- [Work required]:
Copy the passage on inflation and the global economy, beginning at the words "Emerging economies have" and ending after "an unenviable choice.", and replace "interest rates" with "borrowing costs" throughout.

- [Provided passage]:
You might think Omicron would lower inflation, by depressing economic activity. In fact it could do the opposite. Prices are rising in part because consumers are bingeing on goods, bunging up the world’s supply chains for everything from Christmas lights to trainers. The cost of shipping a container from the factories of Asia to America remains extraordinarily high. For overall inflation to recede, consumers need to shift spending back towards services like tourism and eating out. Omicron may delay this. The variant could also trigger more lockdowns in key manufacturing nodes such as Vietnam and Malaysia, aggravating supply glitches. And cautious workers may put off their return to the labour force, pushing up wages.
That may be one reason why Jerome Powell, the chairman of the Federal Reserve, indicated on November 30th that he favours monetary tightening. That stance is right, but brings its own dangers. The spillover effects could hurt emerging economies, which tend to suffer capital outflows and falling exchange rates when the Fed tightens.
Emerging economies have greater reserves and depend less on foreign-currency debt than they did during the Fed’s botched attempt to unwind stimulus during the taper-tantrum of 2013. Yet they must also cope with Omicron at home. Brazil, Mexico and Russia have already raised interest rates, which helps stave off inflation but may reduce growth just as another wave of infections looms. Turkey has done the opposite, cutting rates, and faces a collapsing currency as a result. More emerging economies could confront an unenviable choice.
The final danger is the least well appreciated: a slowdown in China, the world’s second-biggest economy. Not long ago it was a shining example of economic resilience against the pandemic. But today it is grappling with a debt crisis in its vast property industry, ideological campaigns against private businesses, and an unsustainable “zero-covid” policy that keeps the country isolated and submits it to draconian local lockdowns whenever cases emerge. Even as the government considers stimulating the economy, growth has dropped to about 5%. Barring the brief shock when the pandemic began, that is the lowest for about 30 years.

- [Records provided]:
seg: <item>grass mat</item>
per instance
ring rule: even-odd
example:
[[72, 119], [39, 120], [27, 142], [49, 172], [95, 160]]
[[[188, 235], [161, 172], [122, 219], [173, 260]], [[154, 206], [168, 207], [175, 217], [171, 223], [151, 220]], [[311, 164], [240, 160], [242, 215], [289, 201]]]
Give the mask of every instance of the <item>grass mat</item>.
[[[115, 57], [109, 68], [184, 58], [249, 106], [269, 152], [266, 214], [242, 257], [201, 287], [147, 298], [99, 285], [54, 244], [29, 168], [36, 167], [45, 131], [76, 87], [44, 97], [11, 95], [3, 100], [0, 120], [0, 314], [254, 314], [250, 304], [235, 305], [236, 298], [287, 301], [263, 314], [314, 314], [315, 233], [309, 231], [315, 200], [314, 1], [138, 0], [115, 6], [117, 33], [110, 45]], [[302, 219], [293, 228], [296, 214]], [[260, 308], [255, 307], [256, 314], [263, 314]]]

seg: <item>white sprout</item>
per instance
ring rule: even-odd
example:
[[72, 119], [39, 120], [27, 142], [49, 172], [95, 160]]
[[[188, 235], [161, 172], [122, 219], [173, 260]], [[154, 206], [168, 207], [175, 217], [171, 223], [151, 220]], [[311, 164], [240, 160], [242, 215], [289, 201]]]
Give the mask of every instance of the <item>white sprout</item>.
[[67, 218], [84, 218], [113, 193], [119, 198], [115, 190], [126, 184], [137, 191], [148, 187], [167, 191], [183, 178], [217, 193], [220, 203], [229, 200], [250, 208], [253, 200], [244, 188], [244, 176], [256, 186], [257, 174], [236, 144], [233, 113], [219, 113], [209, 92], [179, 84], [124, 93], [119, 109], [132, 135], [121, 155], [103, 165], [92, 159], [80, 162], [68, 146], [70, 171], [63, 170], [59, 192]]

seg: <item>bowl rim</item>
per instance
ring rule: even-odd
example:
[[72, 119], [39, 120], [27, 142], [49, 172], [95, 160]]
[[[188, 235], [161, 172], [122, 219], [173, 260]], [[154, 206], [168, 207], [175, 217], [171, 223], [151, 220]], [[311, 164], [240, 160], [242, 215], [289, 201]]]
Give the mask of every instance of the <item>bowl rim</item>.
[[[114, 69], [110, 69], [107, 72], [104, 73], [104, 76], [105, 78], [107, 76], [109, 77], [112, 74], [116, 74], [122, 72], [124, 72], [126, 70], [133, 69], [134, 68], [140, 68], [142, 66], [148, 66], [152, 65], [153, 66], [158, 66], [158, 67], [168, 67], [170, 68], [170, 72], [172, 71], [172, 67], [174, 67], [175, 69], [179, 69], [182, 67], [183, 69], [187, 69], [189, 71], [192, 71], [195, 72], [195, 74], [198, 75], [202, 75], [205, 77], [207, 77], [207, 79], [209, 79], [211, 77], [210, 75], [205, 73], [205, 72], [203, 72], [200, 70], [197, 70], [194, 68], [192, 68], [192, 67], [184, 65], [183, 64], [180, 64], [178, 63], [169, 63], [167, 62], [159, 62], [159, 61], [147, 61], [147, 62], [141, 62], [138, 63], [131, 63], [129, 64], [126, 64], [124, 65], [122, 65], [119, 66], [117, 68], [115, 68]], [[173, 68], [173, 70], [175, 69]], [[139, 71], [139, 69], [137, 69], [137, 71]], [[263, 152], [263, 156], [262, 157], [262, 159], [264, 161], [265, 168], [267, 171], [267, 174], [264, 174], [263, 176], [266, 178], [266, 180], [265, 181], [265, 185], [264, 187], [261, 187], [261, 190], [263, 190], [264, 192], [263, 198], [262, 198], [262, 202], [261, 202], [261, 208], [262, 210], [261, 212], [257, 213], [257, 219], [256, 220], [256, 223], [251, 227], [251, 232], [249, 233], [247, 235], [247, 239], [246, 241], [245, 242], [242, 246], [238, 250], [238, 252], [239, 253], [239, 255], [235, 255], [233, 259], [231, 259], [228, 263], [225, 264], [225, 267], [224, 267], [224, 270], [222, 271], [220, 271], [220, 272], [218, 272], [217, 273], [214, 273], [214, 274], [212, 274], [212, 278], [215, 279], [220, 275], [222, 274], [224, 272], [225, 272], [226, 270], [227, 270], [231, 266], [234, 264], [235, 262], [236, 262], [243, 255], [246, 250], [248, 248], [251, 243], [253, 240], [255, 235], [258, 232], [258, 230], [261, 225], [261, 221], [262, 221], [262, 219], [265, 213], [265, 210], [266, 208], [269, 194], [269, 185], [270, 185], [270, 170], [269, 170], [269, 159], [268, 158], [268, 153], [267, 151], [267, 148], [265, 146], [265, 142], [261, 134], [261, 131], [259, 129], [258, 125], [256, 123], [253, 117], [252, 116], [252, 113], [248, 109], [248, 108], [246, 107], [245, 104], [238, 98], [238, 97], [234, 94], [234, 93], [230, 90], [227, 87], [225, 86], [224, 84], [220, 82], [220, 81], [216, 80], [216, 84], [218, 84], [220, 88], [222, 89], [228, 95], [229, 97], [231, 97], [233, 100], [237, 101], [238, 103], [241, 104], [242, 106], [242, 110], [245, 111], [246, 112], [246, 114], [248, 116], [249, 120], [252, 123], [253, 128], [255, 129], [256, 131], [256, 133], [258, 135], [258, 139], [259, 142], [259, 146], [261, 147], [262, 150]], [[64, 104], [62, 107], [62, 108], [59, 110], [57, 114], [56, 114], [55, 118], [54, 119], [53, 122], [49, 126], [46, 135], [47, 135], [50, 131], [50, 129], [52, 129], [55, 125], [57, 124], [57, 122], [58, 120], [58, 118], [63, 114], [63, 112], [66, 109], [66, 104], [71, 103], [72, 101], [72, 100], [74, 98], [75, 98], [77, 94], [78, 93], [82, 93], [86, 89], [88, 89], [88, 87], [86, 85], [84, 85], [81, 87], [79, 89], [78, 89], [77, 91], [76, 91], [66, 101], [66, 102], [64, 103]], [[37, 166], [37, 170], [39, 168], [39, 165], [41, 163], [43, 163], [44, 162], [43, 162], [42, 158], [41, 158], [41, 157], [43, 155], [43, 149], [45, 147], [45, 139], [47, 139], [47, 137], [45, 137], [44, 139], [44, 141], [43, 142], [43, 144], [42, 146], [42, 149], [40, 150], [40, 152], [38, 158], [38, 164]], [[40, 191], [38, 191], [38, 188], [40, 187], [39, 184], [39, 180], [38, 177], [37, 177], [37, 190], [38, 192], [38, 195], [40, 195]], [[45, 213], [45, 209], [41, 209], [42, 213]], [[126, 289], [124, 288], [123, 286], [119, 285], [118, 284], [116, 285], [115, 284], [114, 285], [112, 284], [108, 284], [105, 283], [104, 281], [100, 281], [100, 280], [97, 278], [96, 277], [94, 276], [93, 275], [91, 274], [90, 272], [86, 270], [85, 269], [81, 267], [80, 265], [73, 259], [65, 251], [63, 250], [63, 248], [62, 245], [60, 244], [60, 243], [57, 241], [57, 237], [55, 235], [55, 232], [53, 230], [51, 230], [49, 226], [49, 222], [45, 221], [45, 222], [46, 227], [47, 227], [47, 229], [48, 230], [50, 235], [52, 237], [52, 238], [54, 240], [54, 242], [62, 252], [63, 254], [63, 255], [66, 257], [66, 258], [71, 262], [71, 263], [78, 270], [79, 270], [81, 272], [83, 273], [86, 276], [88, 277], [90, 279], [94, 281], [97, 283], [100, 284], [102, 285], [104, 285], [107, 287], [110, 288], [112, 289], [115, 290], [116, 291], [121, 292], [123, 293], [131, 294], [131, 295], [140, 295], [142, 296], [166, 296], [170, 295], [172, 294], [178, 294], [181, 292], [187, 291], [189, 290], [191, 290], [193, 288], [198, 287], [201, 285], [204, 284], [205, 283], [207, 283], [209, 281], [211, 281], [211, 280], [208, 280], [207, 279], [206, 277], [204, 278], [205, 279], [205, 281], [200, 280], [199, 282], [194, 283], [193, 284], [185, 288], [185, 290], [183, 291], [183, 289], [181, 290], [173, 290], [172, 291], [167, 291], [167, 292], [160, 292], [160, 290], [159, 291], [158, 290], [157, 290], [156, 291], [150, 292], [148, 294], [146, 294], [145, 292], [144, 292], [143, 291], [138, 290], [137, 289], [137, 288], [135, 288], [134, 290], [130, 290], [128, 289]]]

- [Exercise answer]:
Emerging economies have greater reserves and depend less on foreign-currency debt than they did during the Fed’s botched attempt to unwind stimulus during the taper-tantrum of 2013. Yet they must also cope with Omicron at home. Brazil, Mexico and Russia have already raised borrowing costs, which helps stave off inflation but may reduce growth just as another wave of infections looms. Turkey has done the opposite, cutting rates, and faces a collapsing currency as a result. More emerging economies could confront an unenviable choice.